GIVEN PROBLEM:
Set down the excerpt below on truth and social media word for word, from its first sentence to its last.

SOURCE EXCERPT:
┌──
Sidiqui’s experience is not alien to the 2018 university student. In an educational experience riddled with movements, marches, and hashtags, many of us are left to find our niche in the labyrinth that is the online world. We question our positions, channel our inclinations, and navigate our identities. Yet another label for the new college student however, is our evolving flexibility towards said label. Amidst the spectrum of opinions, information and news – both fake and true – we locate our context. Our location may voice itself through opinion, and our opinion may mould into our identity. But how do we locate ourselves? How do we choose between the fake and the real? How do we support, rally and identify?

As audiences, we inadvertently filter content we receive as either true or false. Cory D. Wright writes in his 2010 book, New Waves in Truth, that when talking about truth, “We ordinarily take ourselves to be talking about one-and-the-same thing.” According to Wright, those who suggest that theorizing about truth ought to begin with the thesis that truth is one and the same thing, are Alethic monists – that the nature of truth is uniform across multiple discourses.

The psychological dynamics that make social media platforms powerful vectors of misinformation and division—as Benedict Carrey writes in The New York Times in “How fiction becomes fact on social media”—often ignite subconscious biases, that make many of us vulnerable, yet receptive, audiences.

“The nature of truth is uniform or invariant across discipline or sector of discourse,” he writes. According to the invariance principle—the discursive differences in the semantic content, explanatory posits, and other such features make no difference to the underlying nature of truth, for it does not vary. “Statements about elephants and eggshells, if true, are true in the same way that statements about loose morals, the illegality of littering, or the laughability quotient of your-mama jokes,” writes Wright.
└──
DATA:
┌──
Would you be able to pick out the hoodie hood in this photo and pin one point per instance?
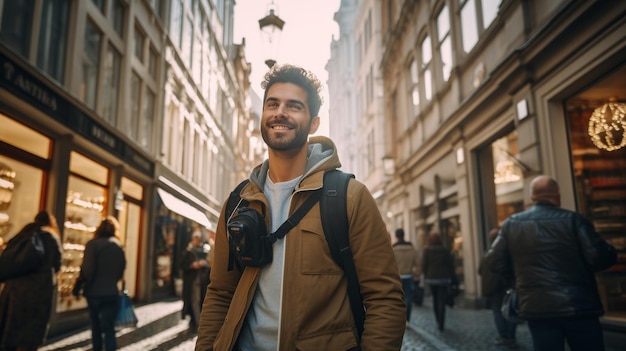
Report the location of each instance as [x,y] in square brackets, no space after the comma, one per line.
[321,156]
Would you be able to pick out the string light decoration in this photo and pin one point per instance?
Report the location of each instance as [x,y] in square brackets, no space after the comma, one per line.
[607,126]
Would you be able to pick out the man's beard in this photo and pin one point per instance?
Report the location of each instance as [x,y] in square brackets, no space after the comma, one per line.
[284,143]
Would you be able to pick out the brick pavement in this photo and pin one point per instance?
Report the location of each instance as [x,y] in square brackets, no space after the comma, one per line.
[161,329]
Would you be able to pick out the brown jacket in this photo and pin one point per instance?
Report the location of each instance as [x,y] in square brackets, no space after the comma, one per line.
[315,313]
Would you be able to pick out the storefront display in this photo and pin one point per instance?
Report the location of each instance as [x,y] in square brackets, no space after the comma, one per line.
[597,139]
[85,209]
[24,152]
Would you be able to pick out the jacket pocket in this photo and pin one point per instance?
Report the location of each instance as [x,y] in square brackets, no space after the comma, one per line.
[314,251]
[342,340]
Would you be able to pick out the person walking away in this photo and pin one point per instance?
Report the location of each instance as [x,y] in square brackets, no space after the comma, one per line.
[26,298]
[195,266]
[102,268]
[494,287]
[408,266]
[438,267]
[554,253]
[299,301]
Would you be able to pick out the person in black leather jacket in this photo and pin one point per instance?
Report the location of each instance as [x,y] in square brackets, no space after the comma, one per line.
[553,254]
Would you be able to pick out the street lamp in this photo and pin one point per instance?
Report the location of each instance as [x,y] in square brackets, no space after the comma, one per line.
[271,28]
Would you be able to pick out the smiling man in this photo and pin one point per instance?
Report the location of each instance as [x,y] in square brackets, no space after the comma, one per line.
[299,300]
└──
SOLUTION BELOW:
Sidiqui’s experience is not alien to the 2018 university student. In an educational experience riddled with movements, marches, and hashtags, many of us are left to find our niche in the labyrinth that is the online world. We question our positions, channel our inclinations, and navigate our identities. Yet another label for the new college student however, is our evolving flexibility towards said label. Amidst the spectrum of opinions, information and news – both fake and true – we locate our context. Our location may voice itself through opinion, and our opinion may mould into our identity. But how do we locate ourselves? How do we choose between the fake and the real? How do we support, rally and identify?

As audiences, we inadvertently filter content we receive as either true or false. Cory D. Wright writes in his 2010 book, New Waves in Truth, that when talking about truth, “We ordinarily take ourselves to be talking about one-and-the-same thing.” According to Wright, those who suggest that theorizing about truth ought to begin with the thesis that truth is one and the same thing, are Alethic monists – that the nature of truth is uniform across multiple discourses.

The psychological dynamics that make social media platforms powerful vectors of misinformation and division—as Benedict Carrey writes in The New York Times in “How fiction becomes fact on social media”—often ignite subconscious biases, that make many of us vulnerable, yet receptive, audiences.

“The nature of truth is uniform or invariant across discipline or sector of discourse,” he writes. According to the invariance principle—the discursive differences in the semantic content, explanatory posits, and other such features make no difference to the underlying nature of truth, for it does not vary. “Statements about elephants and eggshells, if true, are true in the same way that statements about loose morals, the illegality of littering, or the laughability quotient of your-mama jokes,” writes Wright.